### Task requirements
Count the lines below that contain the word "pink", and give only that number.

[[ Data extract open ]]

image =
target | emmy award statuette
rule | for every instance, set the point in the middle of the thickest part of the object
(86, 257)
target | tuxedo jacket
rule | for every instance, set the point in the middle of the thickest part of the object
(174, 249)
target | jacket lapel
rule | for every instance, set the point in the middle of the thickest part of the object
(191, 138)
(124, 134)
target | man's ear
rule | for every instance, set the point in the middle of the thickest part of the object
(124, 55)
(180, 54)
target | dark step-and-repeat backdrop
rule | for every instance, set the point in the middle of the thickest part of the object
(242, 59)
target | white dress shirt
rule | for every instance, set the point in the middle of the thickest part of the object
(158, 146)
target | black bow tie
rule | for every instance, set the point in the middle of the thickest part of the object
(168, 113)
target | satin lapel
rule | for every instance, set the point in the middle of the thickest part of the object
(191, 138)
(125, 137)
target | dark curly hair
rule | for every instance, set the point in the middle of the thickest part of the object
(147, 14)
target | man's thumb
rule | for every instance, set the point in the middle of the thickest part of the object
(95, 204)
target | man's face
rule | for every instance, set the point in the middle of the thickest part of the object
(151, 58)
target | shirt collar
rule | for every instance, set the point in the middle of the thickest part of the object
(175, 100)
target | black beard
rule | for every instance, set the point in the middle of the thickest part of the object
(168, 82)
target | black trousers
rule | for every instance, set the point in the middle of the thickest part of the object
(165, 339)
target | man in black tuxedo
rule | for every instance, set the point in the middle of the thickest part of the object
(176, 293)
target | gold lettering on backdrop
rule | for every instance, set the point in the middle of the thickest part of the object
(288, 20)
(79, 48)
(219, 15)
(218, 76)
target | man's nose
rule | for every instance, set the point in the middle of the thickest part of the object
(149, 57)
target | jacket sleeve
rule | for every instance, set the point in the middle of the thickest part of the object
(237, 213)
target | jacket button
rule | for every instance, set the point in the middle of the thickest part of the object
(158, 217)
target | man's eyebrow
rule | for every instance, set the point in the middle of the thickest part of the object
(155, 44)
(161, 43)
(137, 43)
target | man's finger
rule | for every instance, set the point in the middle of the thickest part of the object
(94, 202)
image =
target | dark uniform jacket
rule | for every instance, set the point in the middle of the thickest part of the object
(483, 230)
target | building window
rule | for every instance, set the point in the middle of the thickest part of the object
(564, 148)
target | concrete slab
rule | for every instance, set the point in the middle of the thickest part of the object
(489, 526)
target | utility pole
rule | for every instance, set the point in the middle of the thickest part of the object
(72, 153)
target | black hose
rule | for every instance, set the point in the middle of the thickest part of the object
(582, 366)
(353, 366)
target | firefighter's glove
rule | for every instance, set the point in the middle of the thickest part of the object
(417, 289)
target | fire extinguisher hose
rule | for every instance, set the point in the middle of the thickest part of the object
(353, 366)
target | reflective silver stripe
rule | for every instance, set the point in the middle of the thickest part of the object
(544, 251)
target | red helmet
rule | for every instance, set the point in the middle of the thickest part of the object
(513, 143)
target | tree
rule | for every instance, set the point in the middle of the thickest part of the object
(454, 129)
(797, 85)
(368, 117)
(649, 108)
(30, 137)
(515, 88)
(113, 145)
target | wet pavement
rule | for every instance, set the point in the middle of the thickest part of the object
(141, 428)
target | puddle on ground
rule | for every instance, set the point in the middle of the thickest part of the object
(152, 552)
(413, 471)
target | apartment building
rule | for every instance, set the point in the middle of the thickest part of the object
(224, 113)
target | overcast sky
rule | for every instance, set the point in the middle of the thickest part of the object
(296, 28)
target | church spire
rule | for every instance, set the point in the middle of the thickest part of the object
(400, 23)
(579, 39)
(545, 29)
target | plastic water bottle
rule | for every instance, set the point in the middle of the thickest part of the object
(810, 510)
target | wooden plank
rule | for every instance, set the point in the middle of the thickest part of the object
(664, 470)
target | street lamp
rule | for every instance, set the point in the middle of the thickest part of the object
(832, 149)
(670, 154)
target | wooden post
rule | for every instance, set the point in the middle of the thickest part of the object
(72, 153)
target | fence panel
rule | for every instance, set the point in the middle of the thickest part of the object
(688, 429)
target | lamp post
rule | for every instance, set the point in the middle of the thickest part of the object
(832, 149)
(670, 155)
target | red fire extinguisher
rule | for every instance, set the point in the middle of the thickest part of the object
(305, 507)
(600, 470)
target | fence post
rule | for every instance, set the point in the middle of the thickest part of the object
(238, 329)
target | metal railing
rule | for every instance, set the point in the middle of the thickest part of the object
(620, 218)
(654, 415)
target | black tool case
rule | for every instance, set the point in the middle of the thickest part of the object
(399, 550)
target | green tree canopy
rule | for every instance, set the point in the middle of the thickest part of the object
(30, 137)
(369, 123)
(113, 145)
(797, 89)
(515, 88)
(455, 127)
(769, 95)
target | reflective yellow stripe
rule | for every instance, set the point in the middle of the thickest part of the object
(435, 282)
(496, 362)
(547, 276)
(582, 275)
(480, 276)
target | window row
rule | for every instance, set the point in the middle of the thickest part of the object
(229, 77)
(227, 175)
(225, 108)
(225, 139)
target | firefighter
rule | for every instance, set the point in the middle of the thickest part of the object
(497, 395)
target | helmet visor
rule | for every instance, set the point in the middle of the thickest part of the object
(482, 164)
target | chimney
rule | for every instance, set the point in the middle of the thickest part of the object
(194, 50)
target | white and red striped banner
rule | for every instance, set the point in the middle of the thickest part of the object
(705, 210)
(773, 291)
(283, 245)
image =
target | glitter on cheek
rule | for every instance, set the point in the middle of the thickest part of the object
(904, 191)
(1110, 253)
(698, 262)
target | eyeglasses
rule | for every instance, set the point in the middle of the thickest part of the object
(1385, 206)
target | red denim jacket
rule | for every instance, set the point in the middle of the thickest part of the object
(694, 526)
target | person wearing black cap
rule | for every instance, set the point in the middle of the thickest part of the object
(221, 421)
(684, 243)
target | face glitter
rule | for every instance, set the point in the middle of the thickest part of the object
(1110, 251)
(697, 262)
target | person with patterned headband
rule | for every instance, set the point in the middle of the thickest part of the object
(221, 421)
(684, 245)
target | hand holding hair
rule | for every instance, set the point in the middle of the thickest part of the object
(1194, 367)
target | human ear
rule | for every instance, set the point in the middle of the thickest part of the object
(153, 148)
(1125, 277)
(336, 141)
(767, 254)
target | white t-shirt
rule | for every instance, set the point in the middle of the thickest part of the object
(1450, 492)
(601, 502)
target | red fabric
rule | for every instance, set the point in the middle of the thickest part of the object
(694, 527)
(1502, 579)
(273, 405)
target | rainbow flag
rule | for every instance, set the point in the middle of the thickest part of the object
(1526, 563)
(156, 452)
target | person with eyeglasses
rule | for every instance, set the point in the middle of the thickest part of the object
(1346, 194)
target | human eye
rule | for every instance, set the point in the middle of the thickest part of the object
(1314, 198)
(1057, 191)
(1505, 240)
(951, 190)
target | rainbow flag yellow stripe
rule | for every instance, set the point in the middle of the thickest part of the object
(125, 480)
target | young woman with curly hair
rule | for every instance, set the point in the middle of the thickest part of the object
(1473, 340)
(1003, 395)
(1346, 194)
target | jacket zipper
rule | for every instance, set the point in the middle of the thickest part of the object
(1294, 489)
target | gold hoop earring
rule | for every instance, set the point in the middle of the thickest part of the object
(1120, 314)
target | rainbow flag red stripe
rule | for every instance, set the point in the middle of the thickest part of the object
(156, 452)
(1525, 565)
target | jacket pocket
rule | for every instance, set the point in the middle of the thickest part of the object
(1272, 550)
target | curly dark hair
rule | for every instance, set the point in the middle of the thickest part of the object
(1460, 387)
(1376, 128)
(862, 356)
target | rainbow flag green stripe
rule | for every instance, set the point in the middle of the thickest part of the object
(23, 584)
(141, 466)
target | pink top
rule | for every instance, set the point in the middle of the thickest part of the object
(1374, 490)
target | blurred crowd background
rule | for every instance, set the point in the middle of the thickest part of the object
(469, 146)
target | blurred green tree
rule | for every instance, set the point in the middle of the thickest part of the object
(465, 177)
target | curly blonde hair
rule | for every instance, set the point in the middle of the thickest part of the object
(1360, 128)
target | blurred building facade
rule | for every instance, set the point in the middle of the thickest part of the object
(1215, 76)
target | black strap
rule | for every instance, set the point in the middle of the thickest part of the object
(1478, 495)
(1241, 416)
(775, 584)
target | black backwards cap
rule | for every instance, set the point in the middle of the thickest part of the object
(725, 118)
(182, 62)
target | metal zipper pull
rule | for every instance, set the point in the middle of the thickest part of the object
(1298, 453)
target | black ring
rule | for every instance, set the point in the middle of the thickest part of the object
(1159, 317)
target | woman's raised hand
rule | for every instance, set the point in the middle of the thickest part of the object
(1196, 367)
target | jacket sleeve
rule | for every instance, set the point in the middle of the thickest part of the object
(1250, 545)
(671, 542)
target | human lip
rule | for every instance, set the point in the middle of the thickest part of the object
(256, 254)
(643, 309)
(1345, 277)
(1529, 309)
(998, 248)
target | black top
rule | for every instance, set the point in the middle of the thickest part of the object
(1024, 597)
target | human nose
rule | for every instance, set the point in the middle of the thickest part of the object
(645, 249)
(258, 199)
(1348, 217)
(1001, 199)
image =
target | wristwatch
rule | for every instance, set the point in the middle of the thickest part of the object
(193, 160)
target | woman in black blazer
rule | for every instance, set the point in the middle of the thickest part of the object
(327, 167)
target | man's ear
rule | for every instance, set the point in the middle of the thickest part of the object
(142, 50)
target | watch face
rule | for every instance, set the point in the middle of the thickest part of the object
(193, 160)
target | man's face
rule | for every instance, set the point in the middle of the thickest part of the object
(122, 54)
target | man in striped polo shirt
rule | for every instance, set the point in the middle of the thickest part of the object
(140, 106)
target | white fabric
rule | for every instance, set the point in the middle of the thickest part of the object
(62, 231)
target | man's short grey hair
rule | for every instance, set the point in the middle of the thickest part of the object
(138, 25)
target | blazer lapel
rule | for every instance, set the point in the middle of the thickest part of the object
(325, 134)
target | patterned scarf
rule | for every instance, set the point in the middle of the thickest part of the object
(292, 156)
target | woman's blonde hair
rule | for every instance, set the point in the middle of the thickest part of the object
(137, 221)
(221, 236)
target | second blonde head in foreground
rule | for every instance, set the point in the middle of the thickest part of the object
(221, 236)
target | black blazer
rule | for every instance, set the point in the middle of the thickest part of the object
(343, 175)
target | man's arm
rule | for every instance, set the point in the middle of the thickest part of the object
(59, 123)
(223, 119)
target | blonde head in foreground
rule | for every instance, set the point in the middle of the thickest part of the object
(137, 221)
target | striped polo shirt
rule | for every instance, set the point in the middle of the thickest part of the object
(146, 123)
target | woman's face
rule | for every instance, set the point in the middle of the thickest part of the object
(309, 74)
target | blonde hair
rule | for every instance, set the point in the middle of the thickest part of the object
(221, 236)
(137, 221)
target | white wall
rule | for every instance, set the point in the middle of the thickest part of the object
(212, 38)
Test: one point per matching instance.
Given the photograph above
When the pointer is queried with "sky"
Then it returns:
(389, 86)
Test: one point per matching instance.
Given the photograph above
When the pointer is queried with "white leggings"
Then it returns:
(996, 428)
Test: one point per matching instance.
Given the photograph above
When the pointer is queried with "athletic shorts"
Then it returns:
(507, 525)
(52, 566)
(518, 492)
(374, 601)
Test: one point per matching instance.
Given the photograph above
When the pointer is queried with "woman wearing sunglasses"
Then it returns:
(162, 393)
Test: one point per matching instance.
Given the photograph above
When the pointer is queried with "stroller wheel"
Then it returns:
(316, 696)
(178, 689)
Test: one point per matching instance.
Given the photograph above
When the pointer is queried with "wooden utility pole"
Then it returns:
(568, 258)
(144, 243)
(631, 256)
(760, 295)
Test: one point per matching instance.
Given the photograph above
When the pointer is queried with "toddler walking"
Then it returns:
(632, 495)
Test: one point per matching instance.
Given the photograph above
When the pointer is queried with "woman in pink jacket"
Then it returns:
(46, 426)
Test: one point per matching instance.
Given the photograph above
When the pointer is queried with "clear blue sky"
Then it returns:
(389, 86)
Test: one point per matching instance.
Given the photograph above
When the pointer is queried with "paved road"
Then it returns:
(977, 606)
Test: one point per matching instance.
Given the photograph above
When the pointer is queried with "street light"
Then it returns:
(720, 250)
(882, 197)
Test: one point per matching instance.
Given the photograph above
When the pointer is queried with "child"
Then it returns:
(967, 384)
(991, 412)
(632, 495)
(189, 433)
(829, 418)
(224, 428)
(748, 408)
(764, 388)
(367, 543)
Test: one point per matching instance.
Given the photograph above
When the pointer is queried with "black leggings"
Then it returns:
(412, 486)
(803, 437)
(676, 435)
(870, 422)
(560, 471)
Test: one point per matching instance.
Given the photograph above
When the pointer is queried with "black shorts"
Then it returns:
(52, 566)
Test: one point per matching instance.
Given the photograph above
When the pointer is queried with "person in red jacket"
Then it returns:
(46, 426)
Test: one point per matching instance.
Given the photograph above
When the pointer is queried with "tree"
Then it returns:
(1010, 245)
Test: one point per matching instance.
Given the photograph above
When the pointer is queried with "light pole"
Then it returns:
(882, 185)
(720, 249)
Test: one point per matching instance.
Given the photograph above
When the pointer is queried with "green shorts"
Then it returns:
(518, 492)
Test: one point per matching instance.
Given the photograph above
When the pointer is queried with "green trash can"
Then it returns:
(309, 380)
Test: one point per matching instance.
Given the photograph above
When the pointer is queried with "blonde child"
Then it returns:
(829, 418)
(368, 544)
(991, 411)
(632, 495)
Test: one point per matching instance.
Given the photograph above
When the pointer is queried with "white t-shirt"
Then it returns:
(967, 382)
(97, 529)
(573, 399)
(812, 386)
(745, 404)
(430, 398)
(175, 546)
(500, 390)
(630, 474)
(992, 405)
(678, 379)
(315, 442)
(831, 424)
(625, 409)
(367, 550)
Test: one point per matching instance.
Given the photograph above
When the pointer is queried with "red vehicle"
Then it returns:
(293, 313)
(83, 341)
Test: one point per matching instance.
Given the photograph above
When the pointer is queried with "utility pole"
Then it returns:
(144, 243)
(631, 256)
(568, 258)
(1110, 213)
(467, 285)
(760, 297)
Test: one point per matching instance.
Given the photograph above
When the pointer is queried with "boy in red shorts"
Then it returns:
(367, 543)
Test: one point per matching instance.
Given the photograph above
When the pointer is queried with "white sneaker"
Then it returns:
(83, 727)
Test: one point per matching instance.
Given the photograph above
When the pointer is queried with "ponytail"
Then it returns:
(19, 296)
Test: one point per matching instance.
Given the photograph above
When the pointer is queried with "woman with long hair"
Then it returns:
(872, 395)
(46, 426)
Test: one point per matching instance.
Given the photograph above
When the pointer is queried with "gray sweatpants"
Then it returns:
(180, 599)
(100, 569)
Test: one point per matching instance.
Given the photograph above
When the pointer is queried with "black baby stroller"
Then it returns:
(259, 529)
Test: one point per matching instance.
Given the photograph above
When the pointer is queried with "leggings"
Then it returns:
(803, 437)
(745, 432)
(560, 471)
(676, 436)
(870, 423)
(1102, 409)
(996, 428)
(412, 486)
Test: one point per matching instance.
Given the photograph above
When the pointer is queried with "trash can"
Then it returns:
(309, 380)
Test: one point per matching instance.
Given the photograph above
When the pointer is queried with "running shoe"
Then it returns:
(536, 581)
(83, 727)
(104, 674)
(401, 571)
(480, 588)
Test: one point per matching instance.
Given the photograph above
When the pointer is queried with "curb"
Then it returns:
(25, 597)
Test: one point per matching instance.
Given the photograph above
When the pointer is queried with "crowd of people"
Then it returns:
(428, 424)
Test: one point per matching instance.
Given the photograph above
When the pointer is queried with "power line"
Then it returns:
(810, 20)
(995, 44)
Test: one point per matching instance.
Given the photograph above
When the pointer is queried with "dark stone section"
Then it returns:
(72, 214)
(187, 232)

[[ Data extract closed ]]

### Answer to this problem
2